(Aim) Reproduce the data below word for word, leaving out the picture.
======== Record list ========
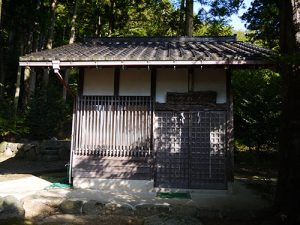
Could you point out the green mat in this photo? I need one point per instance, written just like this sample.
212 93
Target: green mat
181 195
63 183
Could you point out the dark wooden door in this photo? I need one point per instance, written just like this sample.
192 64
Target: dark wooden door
190 149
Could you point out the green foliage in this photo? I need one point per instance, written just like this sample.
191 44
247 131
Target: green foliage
257 103
48 115
262 19
10 125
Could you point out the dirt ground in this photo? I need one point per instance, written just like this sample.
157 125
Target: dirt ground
262 182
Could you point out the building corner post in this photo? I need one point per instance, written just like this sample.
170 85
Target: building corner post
229 131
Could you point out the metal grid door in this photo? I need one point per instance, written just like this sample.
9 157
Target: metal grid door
207 150
190 149
171 143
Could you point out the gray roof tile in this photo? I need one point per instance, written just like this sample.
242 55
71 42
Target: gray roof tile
153 49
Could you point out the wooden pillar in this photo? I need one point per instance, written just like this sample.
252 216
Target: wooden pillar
26 86
117 81
229 129
153 99
80 81
190 79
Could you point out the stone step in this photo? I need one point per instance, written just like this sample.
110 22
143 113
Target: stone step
50 158
50 152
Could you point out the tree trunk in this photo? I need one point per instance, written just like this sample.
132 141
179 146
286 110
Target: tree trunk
0 11
73 23
17 92
26 86
111 25
52 24
50 41
189 18
66 79
71 41
287 195
181 28
2 74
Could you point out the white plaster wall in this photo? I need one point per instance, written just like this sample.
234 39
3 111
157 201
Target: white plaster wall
135 82
98 81
170 80
211 80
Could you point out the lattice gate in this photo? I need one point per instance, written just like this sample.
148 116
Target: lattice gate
190 149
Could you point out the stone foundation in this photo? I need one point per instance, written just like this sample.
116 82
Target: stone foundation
49 150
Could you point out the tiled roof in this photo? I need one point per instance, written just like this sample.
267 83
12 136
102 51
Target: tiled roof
157 49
========
(The result)
Could you point out the green mat in this photo? I need one point per instance, written just like this sample.
212 93
Target: green mat
181 195
63 183
Could you point out the dark wooden door in this photo? I need one point per instance, written just like this sample.
192 64
Target: dark wooden door
190 149
Could you point out the green foliage in this photo? I need one point per instance, written just like this sample.
191 44
247 131
Target: green foliage
257 103
48 115
262 19
10 125
Could you point out the dirt ground in this photo? I need one point per instance, written just like this sample.
157 125
Target: dirt ground
262 182
Could you point out the building corner post in this photo? I need one point per instance, written just like this sample.
170 85
Target: building corner post
229 131
Could you point out the metal grid door in this photo? I need one point per instance, written just like this sample.
9 157
Target: metal grid door
207 150
190 149
171 143
Could you point out the gray roof tile in this photo? I need one point per instance, written just like this sample.
242 55
71 42
Target: gray roof tile
153 49
Could you point out the wooden pillar in this photo? I need one point per instance, written just like this sample.
252 216
Target: wooden pillar
26 86
117 81
229 129
153 99
80 81
190 79
Could you point out the stone step in this photo? I need one point per instance, written just like this sample.
110 22
143 113
Target: stone step
50 158
50 152
Could you point out the tree trunk in this photo? I need one point per instance, written just like this sample.
132 141
179 146
286 110
Target: tree trunk
0 11
73 23
17 92
26 86
111 25
52 24
50 41
189 18
66 79
71 41
287 195
181 28
2 74
Could you point out the white plaster wall in this photo? I need one point per instance, written just like this sample.
234 39
3 111
157 201
Target: white plaster wall
135 82
98 81
170 80
211 80
Could you point out the lattice gate in this photo? I need one point per instance, written just like this sample.
148 116
Target: lattice gate
190 149
Could you point out the stone foundation in this photo? I need one point per instance, written just like this sample.
116 82
Target: stone foundation
49 150
Could you point out the tiled roof in this photo? I need one point per instance, written just like this sample.
267 83
12 136
102 51
Target: tiled roof
157 49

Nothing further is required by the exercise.